### Supplied passage

Writing Advice

Advice for clearer academic writing

Authors

Yuriel Ryan

Updated

June 5, 2026

Introduction

Academic writing is built from small, repeatable techniques. This page is a collection of these techniques (collectively known as writing advice) that an aspiring research might find useful. We hope that the contents here would be useful for you (the aspiring researcher) in becoming more aware of these sentence/paragraph-level patterns and to use them effectively for structuring arguments, signal relationships between ideas, and guiding readers through your article.

Note

These are techniques, not rules. Learn the pattern first, then develop your own voice around it.


Writing for the Reader

The best writing is one that the reader could easily understand. This section is therefore dedicated to help (i) improve the clarity of the writing, and (ii) build momentum to encourage the reader to continue.

I found that a powerful way for better writing is to master punctuations. These tools controls the rhythm and clarity of your sentences. Each mark signals something different: a pause, a connection, a break, or an aside. Once you get a feel for what each one does, you stop thinking of punctuation as a set of rules and start using it intentionally.

Tip

Read your sentence aloud and exaggerate the pauses. For me, I found the following to be quite a useful intuition. A natural full stop = period. A “but wait, there’s more” pause = semicolon. A quick breath = comma.

Introducing Ideas

A colon (:) signals that what follows fulfils the promise of the sentence before it — use it when you are setting something up.

######
### Data section

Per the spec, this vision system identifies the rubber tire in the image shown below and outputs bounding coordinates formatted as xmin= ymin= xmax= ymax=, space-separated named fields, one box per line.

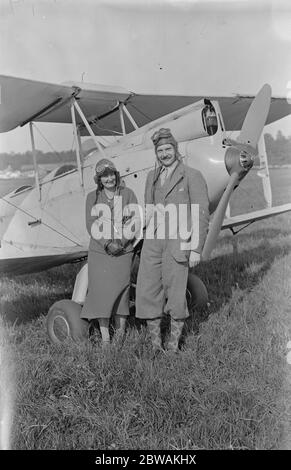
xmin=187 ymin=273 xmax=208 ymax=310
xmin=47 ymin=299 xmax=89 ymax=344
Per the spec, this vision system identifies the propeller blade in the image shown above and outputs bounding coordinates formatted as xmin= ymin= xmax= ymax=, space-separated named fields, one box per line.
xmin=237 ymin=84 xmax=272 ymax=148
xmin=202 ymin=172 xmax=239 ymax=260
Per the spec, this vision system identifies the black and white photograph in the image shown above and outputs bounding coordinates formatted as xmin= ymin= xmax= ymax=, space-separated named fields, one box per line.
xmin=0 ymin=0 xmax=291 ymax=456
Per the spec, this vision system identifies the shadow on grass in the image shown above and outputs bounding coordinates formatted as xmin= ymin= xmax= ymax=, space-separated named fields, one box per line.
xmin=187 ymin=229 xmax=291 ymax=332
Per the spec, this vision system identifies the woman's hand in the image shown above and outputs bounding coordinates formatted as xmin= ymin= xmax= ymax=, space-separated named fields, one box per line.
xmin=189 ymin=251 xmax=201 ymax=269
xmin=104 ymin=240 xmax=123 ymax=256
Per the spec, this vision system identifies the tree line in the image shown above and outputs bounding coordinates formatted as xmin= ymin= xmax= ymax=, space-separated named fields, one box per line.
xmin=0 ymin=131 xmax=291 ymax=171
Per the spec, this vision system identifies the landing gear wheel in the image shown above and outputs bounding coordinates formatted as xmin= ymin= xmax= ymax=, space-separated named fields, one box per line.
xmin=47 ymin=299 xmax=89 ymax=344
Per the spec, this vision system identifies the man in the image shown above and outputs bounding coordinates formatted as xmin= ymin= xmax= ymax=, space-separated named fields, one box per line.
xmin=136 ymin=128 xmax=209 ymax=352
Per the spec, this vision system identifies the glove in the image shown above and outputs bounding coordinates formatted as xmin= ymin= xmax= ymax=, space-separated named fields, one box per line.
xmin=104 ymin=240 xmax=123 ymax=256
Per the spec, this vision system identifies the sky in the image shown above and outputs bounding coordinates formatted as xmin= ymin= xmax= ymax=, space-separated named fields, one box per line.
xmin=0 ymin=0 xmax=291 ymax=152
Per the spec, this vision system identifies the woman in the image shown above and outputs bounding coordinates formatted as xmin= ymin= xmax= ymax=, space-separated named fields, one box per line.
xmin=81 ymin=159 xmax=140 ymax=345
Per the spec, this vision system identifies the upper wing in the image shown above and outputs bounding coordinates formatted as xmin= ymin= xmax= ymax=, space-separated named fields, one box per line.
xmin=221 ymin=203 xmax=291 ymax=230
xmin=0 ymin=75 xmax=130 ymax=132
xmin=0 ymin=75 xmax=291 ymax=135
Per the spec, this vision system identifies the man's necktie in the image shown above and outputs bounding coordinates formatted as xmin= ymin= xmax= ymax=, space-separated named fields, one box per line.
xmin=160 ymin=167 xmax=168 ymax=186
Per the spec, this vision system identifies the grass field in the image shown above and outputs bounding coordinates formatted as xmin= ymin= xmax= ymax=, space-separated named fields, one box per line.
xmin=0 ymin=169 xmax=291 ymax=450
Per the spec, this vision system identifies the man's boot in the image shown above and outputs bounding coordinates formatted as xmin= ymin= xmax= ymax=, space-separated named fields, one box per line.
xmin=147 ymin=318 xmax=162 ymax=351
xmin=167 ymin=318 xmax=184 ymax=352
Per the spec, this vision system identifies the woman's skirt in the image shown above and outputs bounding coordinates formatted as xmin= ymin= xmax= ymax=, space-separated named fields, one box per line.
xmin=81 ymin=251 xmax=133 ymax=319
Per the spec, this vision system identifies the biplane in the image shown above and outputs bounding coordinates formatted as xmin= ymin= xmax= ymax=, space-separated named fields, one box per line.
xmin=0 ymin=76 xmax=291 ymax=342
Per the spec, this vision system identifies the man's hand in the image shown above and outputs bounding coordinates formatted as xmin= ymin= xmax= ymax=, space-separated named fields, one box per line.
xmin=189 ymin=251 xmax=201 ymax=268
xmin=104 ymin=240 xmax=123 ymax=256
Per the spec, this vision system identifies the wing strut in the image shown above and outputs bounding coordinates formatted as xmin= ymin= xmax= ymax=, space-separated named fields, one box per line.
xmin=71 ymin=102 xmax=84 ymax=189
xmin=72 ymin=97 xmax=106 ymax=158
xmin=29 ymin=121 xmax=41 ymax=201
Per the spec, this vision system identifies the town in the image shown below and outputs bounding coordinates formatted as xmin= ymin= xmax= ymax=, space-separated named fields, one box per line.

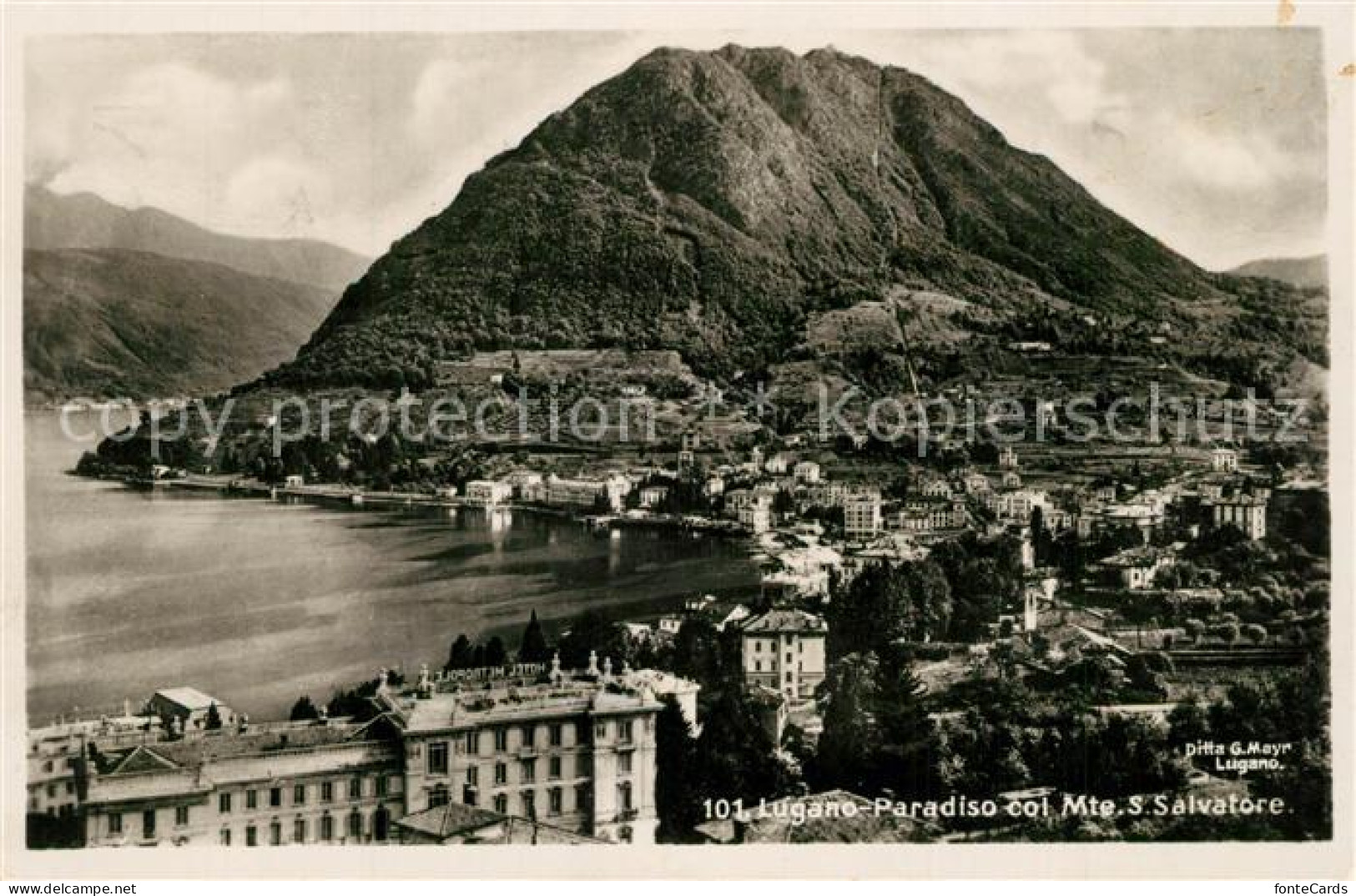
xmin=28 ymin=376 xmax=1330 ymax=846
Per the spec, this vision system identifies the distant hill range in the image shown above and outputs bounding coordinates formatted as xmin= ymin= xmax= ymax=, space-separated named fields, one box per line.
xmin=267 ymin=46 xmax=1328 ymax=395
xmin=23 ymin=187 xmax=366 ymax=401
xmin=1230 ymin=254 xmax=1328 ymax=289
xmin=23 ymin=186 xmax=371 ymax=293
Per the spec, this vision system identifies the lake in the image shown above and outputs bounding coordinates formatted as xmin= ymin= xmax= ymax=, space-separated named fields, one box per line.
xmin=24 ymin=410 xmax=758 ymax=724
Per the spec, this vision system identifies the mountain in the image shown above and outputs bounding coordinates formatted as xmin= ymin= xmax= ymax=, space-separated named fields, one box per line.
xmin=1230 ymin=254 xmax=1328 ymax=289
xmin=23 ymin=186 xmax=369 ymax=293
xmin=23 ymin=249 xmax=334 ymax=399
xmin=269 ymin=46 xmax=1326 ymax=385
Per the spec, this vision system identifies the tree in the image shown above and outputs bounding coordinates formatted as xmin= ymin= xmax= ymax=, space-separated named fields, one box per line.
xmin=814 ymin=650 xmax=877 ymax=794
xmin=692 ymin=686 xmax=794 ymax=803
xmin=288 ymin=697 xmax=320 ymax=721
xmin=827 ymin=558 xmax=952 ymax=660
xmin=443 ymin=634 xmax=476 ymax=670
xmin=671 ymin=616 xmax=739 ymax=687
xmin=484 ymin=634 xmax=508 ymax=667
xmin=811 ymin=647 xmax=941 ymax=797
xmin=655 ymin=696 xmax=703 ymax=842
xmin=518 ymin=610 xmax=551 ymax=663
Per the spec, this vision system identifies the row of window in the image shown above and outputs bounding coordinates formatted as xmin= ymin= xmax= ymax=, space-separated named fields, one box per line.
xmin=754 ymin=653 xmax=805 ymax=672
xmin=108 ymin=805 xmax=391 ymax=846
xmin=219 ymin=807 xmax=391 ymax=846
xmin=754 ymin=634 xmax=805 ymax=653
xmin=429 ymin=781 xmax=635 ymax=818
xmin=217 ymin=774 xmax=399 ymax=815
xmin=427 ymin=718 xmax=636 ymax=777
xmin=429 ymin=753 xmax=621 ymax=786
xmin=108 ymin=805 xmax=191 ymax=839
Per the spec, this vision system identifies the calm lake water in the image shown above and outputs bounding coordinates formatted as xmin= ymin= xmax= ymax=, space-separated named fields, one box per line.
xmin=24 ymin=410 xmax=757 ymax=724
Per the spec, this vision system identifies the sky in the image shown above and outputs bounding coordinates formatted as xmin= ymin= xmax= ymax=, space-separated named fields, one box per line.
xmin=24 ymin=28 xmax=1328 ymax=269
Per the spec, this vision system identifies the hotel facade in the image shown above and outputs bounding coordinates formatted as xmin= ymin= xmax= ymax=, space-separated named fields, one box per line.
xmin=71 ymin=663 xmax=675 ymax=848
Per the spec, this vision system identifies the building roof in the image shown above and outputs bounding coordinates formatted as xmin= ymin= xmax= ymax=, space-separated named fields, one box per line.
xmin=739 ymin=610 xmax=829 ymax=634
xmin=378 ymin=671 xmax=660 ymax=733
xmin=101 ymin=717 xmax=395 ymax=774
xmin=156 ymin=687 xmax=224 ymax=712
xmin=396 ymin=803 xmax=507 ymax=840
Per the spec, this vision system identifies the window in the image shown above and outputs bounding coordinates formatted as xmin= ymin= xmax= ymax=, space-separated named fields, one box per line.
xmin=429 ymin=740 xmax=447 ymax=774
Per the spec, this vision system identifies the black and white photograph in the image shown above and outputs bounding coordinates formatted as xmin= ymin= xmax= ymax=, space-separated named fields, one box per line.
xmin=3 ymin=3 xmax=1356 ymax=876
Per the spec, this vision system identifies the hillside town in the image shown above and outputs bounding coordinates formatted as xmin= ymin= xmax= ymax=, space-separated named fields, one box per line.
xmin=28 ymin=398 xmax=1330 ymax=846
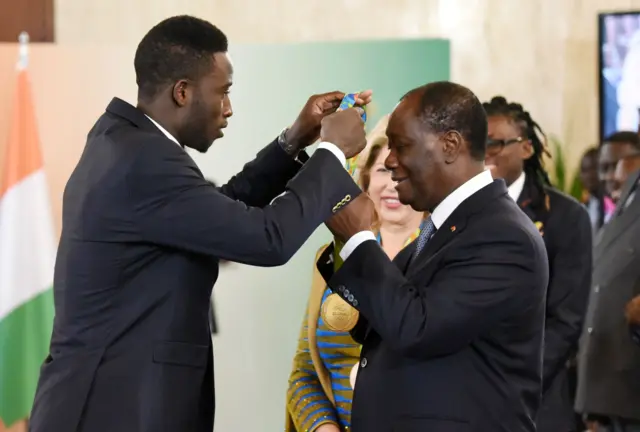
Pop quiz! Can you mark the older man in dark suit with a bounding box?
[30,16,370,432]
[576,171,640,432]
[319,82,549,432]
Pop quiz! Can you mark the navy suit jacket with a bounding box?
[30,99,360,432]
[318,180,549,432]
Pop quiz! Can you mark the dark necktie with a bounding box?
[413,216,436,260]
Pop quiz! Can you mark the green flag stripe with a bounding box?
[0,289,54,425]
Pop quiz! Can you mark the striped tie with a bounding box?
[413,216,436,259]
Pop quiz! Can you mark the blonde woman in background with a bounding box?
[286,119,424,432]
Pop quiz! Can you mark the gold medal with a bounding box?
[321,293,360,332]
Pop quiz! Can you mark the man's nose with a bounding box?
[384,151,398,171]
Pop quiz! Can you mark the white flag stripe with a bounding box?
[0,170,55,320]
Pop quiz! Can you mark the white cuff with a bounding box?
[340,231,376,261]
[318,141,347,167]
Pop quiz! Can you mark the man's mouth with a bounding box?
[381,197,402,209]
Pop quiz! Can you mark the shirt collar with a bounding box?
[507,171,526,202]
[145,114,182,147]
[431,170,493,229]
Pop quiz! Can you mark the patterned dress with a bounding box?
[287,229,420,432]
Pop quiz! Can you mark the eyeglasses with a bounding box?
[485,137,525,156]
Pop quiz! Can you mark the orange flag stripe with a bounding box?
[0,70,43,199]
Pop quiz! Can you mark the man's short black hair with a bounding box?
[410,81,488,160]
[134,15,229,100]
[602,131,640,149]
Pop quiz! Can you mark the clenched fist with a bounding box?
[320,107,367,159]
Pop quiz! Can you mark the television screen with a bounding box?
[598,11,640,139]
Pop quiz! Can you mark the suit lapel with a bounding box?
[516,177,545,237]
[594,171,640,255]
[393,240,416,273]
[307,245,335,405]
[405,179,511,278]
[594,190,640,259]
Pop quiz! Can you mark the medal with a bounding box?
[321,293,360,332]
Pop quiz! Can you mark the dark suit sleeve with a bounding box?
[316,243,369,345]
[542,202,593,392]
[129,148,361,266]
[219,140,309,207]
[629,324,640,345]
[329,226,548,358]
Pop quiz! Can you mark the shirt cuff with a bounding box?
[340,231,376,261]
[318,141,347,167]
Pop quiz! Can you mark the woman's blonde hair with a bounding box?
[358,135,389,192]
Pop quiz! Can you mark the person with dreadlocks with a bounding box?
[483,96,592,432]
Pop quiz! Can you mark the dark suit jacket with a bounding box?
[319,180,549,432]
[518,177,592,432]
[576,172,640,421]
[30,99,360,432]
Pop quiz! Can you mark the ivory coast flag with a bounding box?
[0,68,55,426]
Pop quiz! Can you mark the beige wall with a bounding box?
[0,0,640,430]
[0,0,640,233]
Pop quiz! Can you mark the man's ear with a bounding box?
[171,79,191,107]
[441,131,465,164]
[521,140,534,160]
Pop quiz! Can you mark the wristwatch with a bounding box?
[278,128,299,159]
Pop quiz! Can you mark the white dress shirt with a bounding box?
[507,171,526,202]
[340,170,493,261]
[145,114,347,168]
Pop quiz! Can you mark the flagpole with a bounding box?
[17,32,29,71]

######

Given task A:
Rewrite the records from the line containing "Per the spec, this vision system identifies the wing" down to the line containing "xmin=269 ymin=46 xmax=1326 ymax=385", replacing "vision system" with "recognition tool" and changing nothing else. Leave the pictures out.
Given task B:
Extend the advice on academic writing, starting after its last sentence.
The text and the records have nothing to do with each other.

Reply A:
Per the spec, this recognition tool identifies the wing strut in the image shown above and outputs bounding coordinates formatted as xmin= ymin= xmax= ymax=, space-separated named fields, one box per line.
xmin=71 ymin=102 xmax=84 ymax=189
xmin=72 ymin=97 xmax=106 ymax=158
xmin=29 ymin=121 xmax=41 ymax=201
Per the spec, this recognition tool identifies the town in the image shown below and outputs bounding coordinates formatted as xmin= ymin= xmax= ymax=, space-separated named fields, one box per line.

xmin=28 ymin=376 xmax=1330 ymax=846
Per the spec, this recognition tool identifies the distant hill range in the image shown above and outputs bounding coordinates formatted as xmin= ymin= xmax= ymax=, space-separated named fields, one box per line.
xmin=267 ymin=46 xmax=1328 ymax=395
xmin=23 ymin=187 xmax=366 ymax=401
xmin=1230 ymin=254 xmax=1328 ymax=289
xmin=23 ymin=186 xmax=371 ymax=293
Per the spec, this recognition tool identifies the lake in the image shown above and outputs bounding coordinates formatted as xmin= ymin= xmax= ymax=, space-separated named fields, one box per line.
xmin=24 ymin=410 xmax=758 ymax=724
Per the spec, this recognition tool identifies the mountain in the image shown above and outputs bounding coordinates formatted as xmin= ymin= xmax= ymax=, space-separated named fields, one box per line.
xmin=1230 ymin=254 xmax=1328 ymax=289
xmin=23 ymin=186 xmax=369 ymax=293
xmin=23 ymin=249 xmax=334 ymax=399
xmin=269 ymin=46 xmax=1326 ymax=385

Reply B:
NoteMy Thought Process

I use a colon when the first part of my sentence “promises” something and the second part delivers it. Something like “The results revealed one key finding: the proposed method consistently outperformed the baseline” — the first half sets up the expectation, the second half lands it. If the sentence already feels complete and the colon material feels like a bonus, I reconsider whether a colon is actually needed.

Pattern Example
As Emphasis — A: B. “This paper explores one aspect of this trend: representational convergence.” [1]
As a List — A is the following: B, C, and D. “The model has three components: an encoder, a decoder, and an attention layer.”
As a Connection — A is B: C is D. “The trade-off is familiar: accuracy improves, but runtime increases.”

Combining Ideas

Combining means joining two related ideas into one sentence. The main tools here are pairing commas (,) with conjunctions (for, and, nor, but, or, yet, so — the FANBOYS) and subordinating words like “because,” “although,” and “while.”

NoteMy Thought Process

I first ask: are both parts complete sentences on their own? If yes, I need a comma before the conjunction — “Method A is fast, but Method B is more accurate.” If one part depends on or explains the other (like “because” or “although”), it usually reads more naturally without a comma — “The model underperforms because the training data is noisy.” The key thing I’m trying to feel is whether the two ideas are equals, or whether one is serving the other.

Pattern Example
A is B, and C is D. “The baseline is non-trivial, and it generalises well.”
A is B because C. “The model underperforms because the training set is distributionally far.”
A is B, although C. “Results are promising, although the sample size is limited.”
A is B and C. “The method is fast and interpretable.”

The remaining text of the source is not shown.